Texto selecionado:

+ + + + +

Segundo a Resolução RE nº 9, de janeiro de 2003, da Agência Nacional de Vigilância Sanitária (Anvisa), a contaminação microbiológica torna-se um parâmetro referencial de qualidade do ar interior em ambientes climatizados. Portanto, o valor de contaminação máximo tolerado deve ser inferior a 750 UFC/m3 (UFC é a unidade formadora de colônia) de fungos, e a relação da quantidade de fungos no ambiente interior pela quantidade de fungos no ambiente exterior (I/E) deve ser igual ou menor a 1,51818 Agência Nacional de Vigilância Sanitária (Anvisa). Resolução - RE nº 9, de 16 de janeiro de 2003. Determinar a publicação de orientação técnica elaborada por grupo técnico assessor, sobre padrões referenciais de qualidade do ar interior, em ambientes climatizados artificialmente de uso público e coletivo. Diário Oficial da União 2003; 20 jan..

Dessa forma, este estudo objetiva caracterizar a prevalência de fungos anemófilos no país, demonstrar a relação dos alérgenos fúngicos a quadros alérgicos respiratórios e conhecer a relação de fungos anemófilos potencialmente patogênicos à ocorrência de infecções.

O presente trabalho se justifica pela necessidade de atualização científica acerca dos dados de prevalência da microbiota fúngica anemófila em território brasileiro. Até o momento, não existe uma revisão integrativa brasileira que aborde a prevalência de fungos aerotransportados no país, muito menos os impactos desses microrganismos à saúde humana. Os dados gerados a partir desta pesquisa são uma fonte de informações sobre qualidade do ar, contaminação microbiana e prevenção de doenças transmitidas pelo ar.

Métodos

Este estudo é um artigo de revisão integrativa de literatura de caráter analítico realizado a partir da elaboração de uma questão norteadora, com definição de critérios para a seleção dos artigos, busca de fontes, coleta de dados, análise, interpretação e discussão dos resultados. A questão norteadora foi: “Quais os principais fungos anemófilos encontrados no Brasil e suas correlações com doenças respiratórias e infecções fúngicas?”

+ + + + +

Dados de expressões referenciais baseadas em fotos:
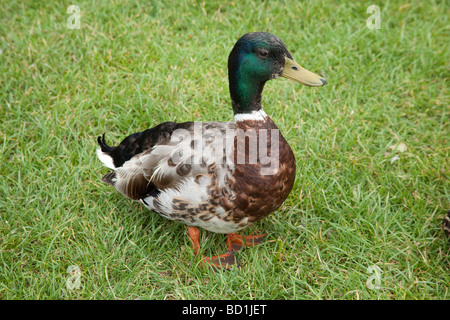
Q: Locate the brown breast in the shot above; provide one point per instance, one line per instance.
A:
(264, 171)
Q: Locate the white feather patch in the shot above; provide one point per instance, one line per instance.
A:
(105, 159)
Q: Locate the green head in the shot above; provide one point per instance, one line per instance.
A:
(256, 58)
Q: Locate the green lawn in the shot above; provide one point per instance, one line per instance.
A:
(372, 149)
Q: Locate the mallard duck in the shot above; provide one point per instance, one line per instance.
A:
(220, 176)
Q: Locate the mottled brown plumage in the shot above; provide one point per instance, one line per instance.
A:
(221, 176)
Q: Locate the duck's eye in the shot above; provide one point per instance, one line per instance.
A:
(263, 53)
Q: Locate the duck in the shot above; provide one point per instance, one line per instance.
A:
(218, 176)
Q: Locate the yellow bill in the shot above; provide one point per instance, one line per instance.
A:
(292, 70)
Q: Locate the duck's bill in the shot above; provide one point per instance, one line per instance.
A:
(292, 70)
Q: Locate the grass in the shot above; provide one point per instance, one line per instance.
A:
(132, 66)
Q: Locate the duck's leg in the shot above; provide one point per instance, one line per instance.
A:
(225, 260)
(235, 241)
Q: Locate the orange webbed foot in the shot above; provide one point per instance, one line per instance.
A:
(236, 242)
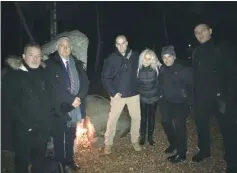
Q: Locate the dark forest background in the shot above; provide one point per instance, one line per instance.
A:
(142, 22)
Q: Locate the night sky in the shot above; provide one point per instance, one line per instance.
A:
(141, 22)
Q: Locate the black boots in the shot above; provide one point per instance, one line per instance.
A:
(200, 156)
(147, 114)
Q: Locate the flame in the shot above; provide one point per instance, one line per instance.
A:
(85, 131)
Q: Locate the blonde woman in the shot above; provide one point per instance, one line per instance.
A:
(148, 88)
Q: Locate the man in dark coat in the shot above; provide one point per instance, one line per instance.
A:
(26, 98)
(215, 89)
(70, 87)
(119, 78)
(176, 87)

+ + + + +

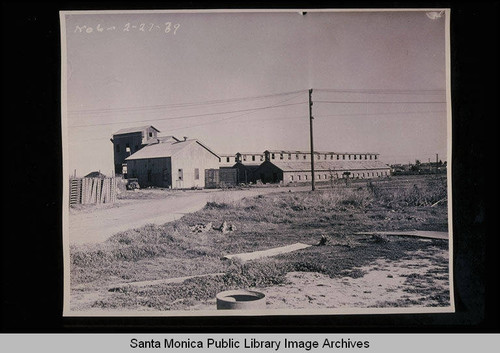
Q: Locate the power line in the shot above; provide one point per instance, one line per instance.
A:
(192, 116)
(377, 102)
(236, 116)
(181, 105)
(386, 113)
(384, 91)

+ + + + +

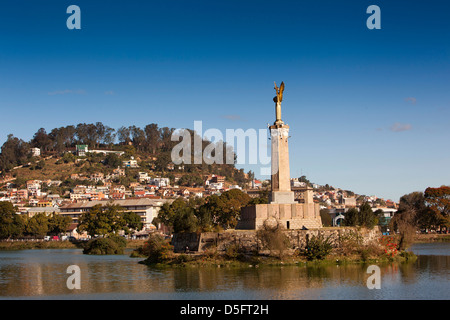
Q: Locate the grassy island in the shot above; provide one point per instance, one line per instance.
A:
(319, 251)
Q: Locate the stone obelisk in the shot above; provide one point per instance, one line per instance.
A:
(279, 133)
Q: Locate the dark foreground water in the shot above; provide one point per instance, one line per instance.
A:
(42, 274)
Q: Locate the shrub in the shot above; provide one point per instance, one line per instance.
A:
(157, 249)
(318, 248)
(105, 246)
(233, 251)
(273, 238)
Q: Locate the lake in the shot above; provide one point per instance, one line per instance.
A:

+ + + + +

Conjunto de tarefas:
a) Segundo o texto selecionado, qual é o valor máximo de contaminação por fungos tolerado pela Resolução RE nº 9 da Anvisa?
b) Diga se cada afirmação concorda com o texto selecionado e cite as palavras que decidem a resposta: (i) O estudo é uma revisão integrativa de literatura. (ii) Já existe uma revisão integrativa brasileira sobre a prevalência de fungos aerotransportados no país. (iii) A Resolução RE nº 9 foi publicada pela Agência Nacional de Vigilância Sanitária.

Soluções:
a) O valor deve ser inferior a 750 UFC/m3 de fungos.

b)
(i) Sim: "Este estudo é um artigo de revisão integrativa de literatura de caráter analítico".
(ii) Não: "Até o momento, não existe uma revisão integrativa brasileira que aborde a prevalência de fungos aerotransportados no país".
(iii) Sim: "Resolução RE nº 9, de janeiro de 2003, da Agência Nacional de Vigilância Sanitária (Anvisa)".